What you are asked to do →
Can you write out the lines of the records below word for word, leaving out the pictures?

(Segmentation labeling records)
◆ ◆ ◆

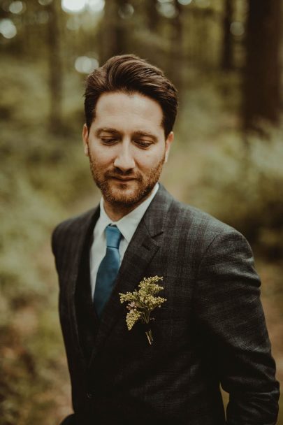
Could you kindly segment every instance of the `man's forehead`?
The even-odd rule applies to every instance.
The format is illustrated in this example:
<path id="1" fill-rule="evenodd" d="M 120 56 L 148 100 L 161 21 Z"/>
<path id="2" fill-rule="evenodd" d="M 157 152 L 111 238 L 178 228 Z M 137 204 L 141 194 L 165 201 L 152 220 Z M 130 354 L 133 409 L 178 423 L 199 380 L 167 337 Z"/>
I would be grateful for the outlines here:
<path id="1" fill-rule="evenodd" d="M 99 99 L 92 124 L 99 128 L 122 131 L 150 131 L 162 128 L 163 113 L 159 104 L 150 97 L 122 92 L 104 93 Z"/>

◆ ◆ ◆

Completed exercise →
Could you kindly segment every instance of the `man's forehead`?
The even-odd rule applies to every instance.
The format is illustrated in this example:
<path id="1" fill-rule="evenodd" d="M 120 56 L 148 100 L 161 21 Z"/>
<path id="2" fill-rule="evenodd" d="M 157 152 L 111 238 L 178 228 Z M 137 204 L 141 194 L 165 201 L 152 220 Z M 130 354 L 133 409 L 178 423 L 199 380 L 167 337 Z"/>
I would be grateful for the outlines here:
<path id="1" fill-rule="evenodd" d="M 99 99 L 92 124 L 99 128 L 122 131 L 150 131 L 162 128 L 163 113 L 159 104 L 150 97 L 122 92 L 104 93 Z"/>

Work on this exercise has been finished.